- [EXTRACTED TEXT]:
GRASS is the best cure for our greenhouse-gas woes, says leading Australian soil biologist Dr Christine Jones.

"And the greener, the taller and the more permanent it is, the better it is capturing carbon," Dr Jones, who helped established the Australian Soil Carbon Scheme, said.

For more than three years, Dr Jones has been crusading for acceptance of grass and other vegetation to help capture and store atmospheric carbon dioxide.

Farmers - particularly those with sheep, cattle and crops and who are being painted as net emitters of greenhouse gases - warm to her message.

According the Kyoto Protocols, Australian farmers account for 16 per cent of the nation's greenhouse gases and cattle account for half of the farm emissions.

Politicians, Dr Jones said, seem more focused on emissions rather than the opportunities for farmers to solve the greenhouse-gas problems.

At the annual Te Mania seminar and workshop at Geelong last week, Dr Jones won over her audience of 70 cattle breeders with the suggestion that farmers had the potential to sequester up to 20 times their on-farm emissions.

- [ENTRIES SUPPLIED]:
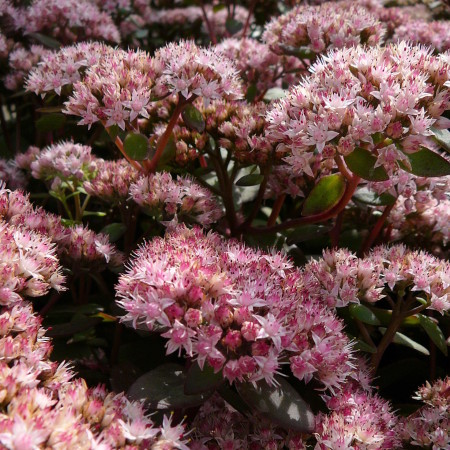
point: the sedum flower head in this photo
(429, 427)
(340, 278)
(170, 199)
(392, 94)
(76, 246)
(233, 308)
(332, 25)
(65, 161)
(435, 34)
(195, 71)
(69, 20)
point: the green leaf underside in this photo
(199, 381)
(402, 339)
(281, 404)
(364, 314)
(193, 118)
(362, 163)
(426, 163)
(163, 388)
(252, 179)
(325, 195)
(434, 333)
(51, 122)
(136, 146)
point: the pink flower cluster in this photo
(44, 406)
(112, 180)
(118, 86)
(195, 71)
(28, 264)
(435, 33)
(65, 161)
(258, 65)
(69, 20)
(171, 199)
(65, 67)
(340, 278)
(76, 246)
(394, 94)
(331, 25)
(429, 427)
(238, 310)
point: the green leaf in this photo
(299, 52)
(193, 118)
(426, 163)
(364, 314)
(402, 339)
(364, 347)
(199, 381)
(233, 26)
(362, 163)
(114, 231)
(163, 388)
(168, 154)
(434, 332)
(252, 179)
(442, 137)
(325, 195)
(45, 40)
(51, 122)
(136, 146)
(306, 233)
(368, 197)
(281, 404)
(275, 94)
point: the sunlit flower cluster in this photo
(28, 264)
(384, 100)
(76, 246)
(69, 20)
(234, 308)
(259, 67)
(429, 427)
(65, 161)
(44, 406)
(435, 33)
(170, 200)
(340, 278)
(194, 71)
(316, 29)
(65, 67)
(112, 180)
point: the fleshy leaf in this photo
(402, 339)
(325, 194)
(281, 404)
(163, 388)
(426, 163)
(51, 122)
(252, 179)
(362, 163)
(199, 381)
(193, 118)
(364, 314)
(434, 332)
(136, 146)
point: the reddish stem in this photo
(164, 139)
(349, 191)
(276, 210)
(376, 230)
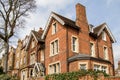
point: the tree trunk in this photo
(6, 56)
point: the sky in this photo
(98, 12)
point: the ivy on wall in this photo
(74, 75)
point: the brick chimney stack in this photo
(80, 15)
(40, 30)
(81, 21)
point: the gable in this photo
(52, 15)
(98, 30)
(62, 20)
(28, 44)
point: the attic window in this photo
(54, 28)
(33, 43)
(104, 36)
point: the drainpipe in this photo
(67, 49)
(97, 49)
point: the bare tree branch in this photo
(11, 14)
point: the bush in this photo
(7, 77)
(74, 75)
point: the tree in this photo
(12, 14)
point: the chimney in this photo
(80, 15)
(40, 30)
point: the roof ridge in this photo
(62, 16)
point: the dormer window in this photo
(104, 36)
(105, 51)
(54, 28)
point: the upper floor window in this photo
(104, 69)
(42, 55)
(32, 58)
(54, 68)
(105, 52)
(33, 43)
(54, 28)
(96, 67)
(24, 59)
(92, 49)
(54, 47)
(17, 64)
(104, 36)
(31, 72)
(83, 66)
(74, 44)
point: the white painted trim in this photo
(109, 31)
(83, 63)
(50, 47)
(107, 53)
(77, 44)
(95, 63)
(52, 15)
(94, 49)
(53, 64)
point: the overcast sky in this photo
(98, 11)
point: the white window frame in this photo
(76, 44)
(33, 43)
(42, 55)
(104, 36)
(31, 58)
(51, 70)
(17, 64)
(105, 52)
(100, 68)
(96, 67)
(54, 28)
(104, 69)
(92, 52)
(83, 63)
(30, 72)
(54, 49)
(24, 59)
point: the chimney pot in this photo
(80, 14)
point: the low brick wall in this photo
(101, 77)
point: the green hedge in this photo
(74, 75)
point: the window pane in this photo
(83, 66)
(74, 43)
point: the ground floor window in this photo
(104, 68)
(54, 68)
(82, 66)
(31, 72)
(100, 68)
(96, 67)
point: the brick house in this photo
(117, 71)
(11, 58)
(64, 46)
(69, 43)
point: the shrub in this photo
(74, 75)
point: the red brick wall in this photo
(61, 56)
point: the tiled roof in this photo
(85, 57)
(67, 21)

- [WHAT YOU NEED TO DO]:
A) In the article on grass and soil carbon, repeat the passage that begins at the words "GRASS is the" and stops after the words "the greenhouse-gas problems.".
B) Continue the article on grass and soil carbon from its last sentence.

- [ANSWERS PER TASK]:
A)
GRASS is the best cure for our greenhouse-gas woes, says leading Australian soil biologist Dr Christine Jones.

"And the greener, the taller and the more permanent it is, the better it is capturing carbon," Dr Jones, who helped established the Australian Soil Carbon Scheme, said.

For more than three years, Dr Jones has been crusading for acceptance of grass and other vegetation to help capture and store atmospheric carbon dioxide.

Farmers - particularly those with sheep, cattle and crops and who are being painted as net emitters of greenhouse gases - warm to her message.

According the Kyoto Protocols, Australian farmers account for 16 per cent of the nation's greenhouse gases and cattle account for half of the farm emissions.

Politicians, Dr Jones said, seem more focused on emissions rather than the opportunities for farmers to solve the greenhouse-gas problems.

B)
But as she conceded, on-farm sequestration of greenhouse gases is not part of the Kyoto Protocols, to which Australia is a signatory.

Dr Jones rejects the notion it would be too difficult and costly for producers to measure and audit the carbon stored in their soil.

"We are already measuring it and US farmers were already trading on the Chicago Board of Trade their ability to capture and store carbon," she said.

Dr Jones' soil carbon scheme depends on plants building up the organic content of the soil.

She also advocates replacing conventional fossil-fuel based fertiliser with "biology-friendly" fertilisers in traditional bare fallow systems.

She said when these systems were changed the carbon footprint would be would be reversed, and more carbon would be sequestered than emitted.

As for the density of the pasture, Dr Jones said the taller plants had deeper roots, hence their ability to store carbon at a greater depth.

She said current debate focused too much on using trees to sequester carbon.

"With trees there was a greater risk in storing carbon above ground because over 100 years there was a 100 per cent chance the trees or plantations would being ravaged by fire." she said.

"Grass is better, at least we will be able to maintain our food production."